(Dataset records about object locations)
## start

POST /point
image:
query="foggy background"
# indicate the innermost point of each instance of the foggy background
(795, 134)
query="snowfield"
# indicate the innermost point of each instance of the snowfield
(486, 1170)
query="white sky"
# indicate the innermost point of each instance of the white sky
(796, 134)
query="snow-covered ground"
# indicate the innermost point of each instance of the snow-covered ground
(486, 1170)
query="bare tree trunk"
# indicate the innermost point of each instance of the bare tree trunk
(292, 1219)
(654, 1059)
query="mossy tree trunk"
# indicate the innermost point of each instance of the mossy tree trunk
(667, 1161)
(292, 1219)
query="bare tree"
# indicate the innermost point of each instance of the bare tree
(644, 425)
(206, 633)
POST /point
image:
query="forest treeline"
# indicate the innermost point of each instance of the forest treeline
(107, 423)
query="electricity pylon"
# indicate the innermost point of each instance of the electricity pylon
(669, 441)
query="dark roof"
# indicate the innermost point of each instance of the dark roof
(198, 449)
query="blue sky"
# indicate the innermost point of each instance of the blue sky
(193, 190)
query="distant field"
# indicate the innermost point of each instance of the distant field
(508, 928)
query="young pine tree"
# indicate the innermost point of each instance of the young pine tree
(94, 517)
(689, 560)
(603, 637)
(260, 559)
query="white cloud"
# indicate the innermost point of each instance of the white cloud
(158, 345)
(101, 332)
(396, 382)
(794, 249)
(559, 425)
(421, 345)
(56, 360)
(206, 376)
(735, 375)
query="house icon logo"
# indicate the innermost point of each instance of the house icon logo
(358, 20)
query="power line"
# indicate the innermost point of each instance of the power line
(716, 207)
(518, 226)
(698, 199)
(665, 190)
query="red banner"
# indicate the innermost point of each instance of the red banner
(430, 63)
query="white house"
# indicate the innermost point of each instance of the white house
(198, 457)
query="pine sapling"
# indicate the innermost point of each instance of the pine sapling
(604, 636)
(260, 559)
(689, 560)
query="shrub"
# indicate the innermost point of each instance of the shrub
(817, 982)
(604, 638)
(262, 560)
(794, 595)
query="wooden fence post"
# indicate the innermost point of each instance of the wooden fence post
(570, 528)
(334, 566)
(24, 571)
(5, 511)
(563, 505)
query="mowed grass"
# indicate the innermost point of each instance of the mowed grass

## end

## Aim
Transcribe the data above in full, exactly.

## Task result
POST /point
image:
query="foggy background"
# indicate the innermost point of each instance of the foggy background
(795, 134)
query="snowfield"
# indicate the innermost point of each instance of the snowfield
(486, 1170)
query="white sky"
# indicate the innermost point of each instance of the white sky
(796, 134)
query="snow-covered ground"
# indicate the innermost point of each instance of the snow-covered ground
(486, 1170)
query="bare tree trunk"
# indicate the innermost point of each instance of the bare tree trunk
(292, 1219)
(654, 1059)
query="mossy tree trunk"
# indicate the innermost point of each instance of the mossy tree trunk
(667, 1161)
(292, 1219)
query="bare tree"
# indicate the innermost point of each instance of the bare tree
(644, 425)
(206, 633)
POST /point
image:
query="forest treeline"
# indicate the innermost point of each instance of the forest treeline
(107, 423)
query="electricity pylon"
# indicate the innermost point of each instance of the electricity pylon
(669, 441)
query="dark roof"
# indicate the innermost point of each instance of the dark roof
(198, 449)
query="blue sky"
# indicate the innermost point of each instance of the blue sky
(193, 190)
query="distant field"
# indicate the innermost point of each instance of the distant field
(508, 928)
query="young pine tree"
# indicate the innermost point of each instance of the young pine tree
(94, 517)
(689, 560)
(603, 637)
(260, 559)
query="white cloud"
# indicate the innermost point of each instance of the white cloud
(158, 345)
(101, 332)
(396, 382)
(794, 249)
(559, 425)
(421, 345)
(56, 360)
(206, 376)
(735, 375)
query="house icon logo"
# indicate the innermost point of each instance of the house icon logo
(358, 20)
query="power line"
# indicate the innermost point of each instance of the power line
(716, 207)
(518, 226)
(698, 199)
(665, 190)
query="red banner"
# indicate the innermost point of each instance of the red banner
(430, 63)
query="white house"
# indicate the innermost point of each instance of the white house
(198, 457)
query="pine sapling"
# indicate the innermost point of each instance of the pine sapling
(604, 636)
(260, 559)
(689, 560)
query="shrub"
# indicate the innermost point of each instance of the shrub
(817, 982)
(604, 638)
(262, 560)
(794, 595)
query="wooden fence post"
# indicate the innermost point of each instance of the wooden fence post
(570, 528)
(334, 566)
(24, 571)
(5, 511)
(563, 505)
query="mowed grass"
# indicate the innermost point of each instance of the mowed grass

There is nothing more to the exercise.